───── RECORDS FOR THIS EXERCISE
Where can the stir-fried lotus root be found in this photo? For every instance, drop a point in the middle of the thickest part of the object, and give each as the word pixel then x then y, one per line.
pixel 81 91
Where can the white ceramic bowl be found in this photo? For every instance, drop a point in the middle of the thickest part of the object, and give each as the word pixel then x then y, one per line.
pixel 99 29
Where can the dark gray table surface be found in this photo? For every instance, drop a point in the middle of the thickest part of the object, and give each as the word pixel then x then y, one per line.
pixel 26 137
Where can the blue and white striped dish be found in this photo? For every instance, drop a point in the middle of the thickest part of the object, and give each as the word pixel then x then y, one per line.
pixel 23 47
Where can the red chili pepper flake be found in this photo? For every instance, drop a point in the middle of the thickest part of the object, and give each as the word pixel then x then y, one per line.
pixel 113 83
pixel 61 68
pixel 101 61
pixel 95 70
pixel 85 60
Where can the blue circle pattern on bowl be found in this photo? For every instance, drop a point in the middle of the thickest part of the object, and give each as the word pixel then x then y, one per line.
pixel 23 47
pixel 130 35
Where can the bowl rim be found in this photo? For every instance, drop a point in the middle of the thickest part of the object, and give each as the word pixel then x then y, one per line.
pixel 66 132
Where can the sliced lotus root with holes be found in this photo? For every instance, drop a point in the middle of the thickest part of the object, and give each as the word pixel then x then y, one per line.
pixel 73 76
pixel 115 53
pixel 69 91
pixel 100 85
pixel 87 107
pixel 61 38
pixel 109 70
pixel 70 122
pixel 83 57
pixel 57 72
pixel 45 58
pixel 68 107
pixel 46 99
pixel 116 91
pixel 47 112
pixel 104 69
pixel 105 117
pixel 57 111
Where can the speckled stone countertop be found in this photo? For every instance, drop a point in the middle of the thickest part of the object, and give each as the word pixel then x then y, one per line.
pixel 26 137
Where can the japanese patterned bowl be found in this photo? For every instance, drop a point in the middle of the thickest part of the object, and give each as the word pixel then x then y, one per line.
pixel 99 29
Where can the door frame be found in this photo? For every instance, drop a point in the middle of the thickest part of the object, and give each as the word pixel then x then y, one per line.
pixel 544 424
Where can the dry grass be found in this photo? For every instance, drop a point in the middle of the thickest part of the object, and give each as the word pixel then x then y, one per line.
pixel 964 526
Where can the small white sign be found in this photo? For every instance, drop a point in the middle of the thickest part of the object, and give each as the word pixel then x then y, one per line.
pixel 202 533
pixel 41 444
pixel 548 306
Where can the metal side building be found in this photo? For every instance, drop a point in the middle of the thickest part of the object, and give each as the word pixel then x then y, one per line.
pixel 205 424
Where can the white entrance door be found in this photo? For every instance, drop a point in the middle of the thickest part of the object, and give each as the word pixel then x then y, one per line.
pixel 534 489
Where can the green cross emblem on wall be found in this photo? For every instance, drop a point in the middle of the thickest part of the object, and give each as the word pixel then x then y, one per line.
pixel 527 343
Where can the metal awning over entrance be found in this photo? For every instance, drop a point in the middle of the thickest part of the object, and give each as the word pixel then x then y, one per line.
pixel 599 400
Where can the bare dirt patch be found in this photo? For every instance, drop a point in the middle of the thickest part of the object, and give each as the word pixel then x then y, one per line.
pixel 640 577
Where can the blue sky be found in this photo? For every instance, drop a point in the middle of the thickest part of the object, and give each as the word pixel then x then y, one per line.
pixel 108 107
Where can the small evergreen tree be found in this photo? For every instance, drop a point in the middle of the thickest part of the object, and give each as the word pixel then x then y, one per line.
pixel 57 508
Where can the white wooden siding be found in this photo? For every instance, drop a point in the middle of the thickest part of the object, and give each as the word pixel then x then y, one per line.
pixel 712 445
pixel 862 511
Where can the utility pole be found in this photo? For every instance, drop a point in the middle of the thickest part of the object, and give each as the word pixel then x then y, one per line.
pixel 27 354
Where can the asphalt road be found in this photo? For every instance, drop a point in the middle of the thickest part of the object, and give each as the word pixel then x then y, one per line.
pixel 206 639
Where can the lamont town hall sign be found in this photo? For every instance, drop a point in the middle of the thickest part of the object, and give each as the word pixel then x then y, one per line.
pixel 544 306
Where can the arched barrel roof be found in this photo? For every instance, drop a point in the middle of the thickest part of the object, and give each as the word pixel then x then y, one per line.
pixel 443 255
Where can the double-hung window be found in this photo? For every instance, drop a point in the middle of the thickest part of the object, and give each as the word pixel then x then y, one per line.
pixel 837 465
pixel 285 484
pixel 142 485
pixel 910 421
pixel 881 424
──────────
With the entries above as the source, set down exactly the lines from the one holding "Where can the utility" through the last line, both ends included.

Where can the utility pole be found in this photo? For every instance, drop a point in the middle of the thickest part of the object, and give each as the word pixel then x then y, one per line.
pixel 27 354
Where can the asphalt road be found in this photo? For every instance, drop a point in the middle of the thickest part of the object, and give each as the word pixel then x then y, one per line.
pixel 206 639
Where can the lamont town hall sign be found in this photo? For every instance, drop a point in the middle of the thickest part of the object, and give each as the word pixel then x then y, one per line.
pixel 544 306
Where can the arched barrel roof be found in this photo? For every instance, drop a point in the middle of the thickest part of the object, and give each as the word pixel then x then y, one per line.
pixel 443 255
Where can the double-hung window be found in this photo? For every instance, drop a point in the middle of the thickest part of the object, and give each as the word pixel then x then y, one per line.
pixel 837 465
pixel 285 484
pixel 142 485
pixel 910 421
pixel 881 424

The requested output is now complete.